::: GIVEN TEXT :::

USDA announces COVID-19 relief program for farmers, ranchers

April 21, 2020
Reading Time: 3 minutes

By Amanda Bilek, senior public policy director for the Minnesota Corn Growers Association

On April 17, the United States Department of Agriculture (USDA) announced initial details for a Coronavirus Food Assistance Program (CFAP) to help partially address financial impacts to U.S. farmers and ranchers as a result of the COVID-19 pandemic.

The $19 billion aid package directs $3 billion in food product purchases by USDA and $16 billion in direct assistance to farmers. Funding for CFAP utilizes the $9.5 billion appropriated from the CARES act and $6.5 billion from the Commodity Credit Corporation (CCC). Readers might recall that the CARES act replenished the CCC with $14 billion, and Secretary Perdue has publically stated that those funds will be available in July and anticipate a future COVID-19 aid and relief package from USDA.

We expect a number of additional details to be included in a draft interim final rule anticipated in the next couple of weeks, but we outline below the details we currently have on the $16 billion in direct assistance to farmers.  

Relief directed to different agriculture sectors break down along the following lines:

  • $3.9 billion for row crop producers
  • $9.6 billion for livestock ($5.1 billion for cattle, $2.9 billion for dairy, $1.6 billion for hogs)
  • $2.1 billion for specialty crop producers
  • $500 million for other crops

The CFAP program will have a single payment determined by two calculations. The first calculation will account for price loses that occurred from January 1 to April 15, and compensation is limited to 85 percent of total prices loss during that period. The second calculation will be based on expected price loses from April 15 through the next two quarters of 2020, and payments will be limited to 30 percent of expected price loses. In order to qualify, a commodity must have experienced a 5-percent decrease between January – April. Payment will be capped at $125,000 per commodity or $250,000 if there are documented loses on more than one commodity.

::: ENTRIES SUPPLIED :::

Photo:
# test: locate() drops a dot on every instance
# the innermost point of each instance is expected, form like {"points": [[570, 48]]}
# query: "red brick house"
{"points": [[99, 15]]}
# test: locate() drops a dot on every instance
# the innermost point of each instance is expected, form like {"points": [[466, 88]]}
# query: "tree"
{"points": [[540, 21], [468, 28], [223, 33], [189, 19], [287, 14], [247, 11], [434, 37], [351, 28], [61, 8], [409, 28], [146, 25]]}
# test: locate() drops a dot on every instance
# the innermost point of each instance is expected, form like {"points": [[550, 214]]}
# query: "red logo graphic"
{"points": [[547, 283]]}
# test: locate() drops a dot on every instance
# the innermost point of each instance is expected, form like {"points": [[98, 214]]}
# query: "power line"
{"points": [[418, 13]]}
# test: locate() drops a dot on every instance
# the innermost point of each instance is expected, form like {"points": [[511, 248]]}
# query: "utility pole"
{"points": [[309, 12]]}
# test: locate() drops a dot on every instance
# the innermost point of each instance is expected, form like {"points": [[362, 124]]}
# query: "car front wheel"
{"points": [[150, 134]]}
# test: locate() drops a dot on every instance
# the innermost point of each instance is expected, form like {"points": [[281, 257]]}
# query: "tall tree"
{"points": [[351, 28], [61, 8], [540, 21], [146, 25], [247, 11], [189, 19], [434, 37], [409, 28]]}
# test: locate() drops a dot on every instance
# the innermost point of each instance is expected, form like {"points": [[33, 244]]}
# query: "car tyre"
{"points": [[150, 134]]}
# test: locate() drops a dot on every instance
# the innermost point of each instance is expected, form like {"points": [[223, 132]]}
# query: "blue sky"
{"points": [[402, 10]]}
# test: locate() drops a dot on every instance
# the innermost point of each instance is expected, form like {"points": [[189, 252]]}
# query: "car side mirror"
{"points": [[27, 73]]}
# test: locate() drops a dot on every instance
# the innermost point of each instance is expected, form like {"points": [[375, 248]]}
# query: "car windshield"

:::

*TASKS AND EXERCISES*
1. Which agriculture sectors does the USDA relief article list for direct assistance, and how much does each receive?
2. Would you reproduce the USDA relief article's wording from "The CFAP program" to "than one commodity."?
The data has no role in these tasks.

*TASK RESPONSES*
1.
- Row crop producers: $3.9 billion
- Livestock: $9.6 billion ($5.1 billion for cattle, $2.9 billion for dairy, $1.6 billion for hogs)
- Specialty crop producers: $2.1 billion
- Other crops: $500 million

2.
The CFAP program will have a single payment determined by two calculations. The first calculation will account for price loses that occurred from January 1 to April 15, and compensation is limited to 85 percent of total prices loss during that period. The second calculation will be based on expected price loses from April 15 through the next two quarters of 2020, and payments will be limited to 30 percent of expected price loses. In order to qualify, a commodity must have experienced a 5-percent decrease between January – April. Payment will be capped at $125,000 per commodity or $250,000 if there are documented loses on more than one commodity.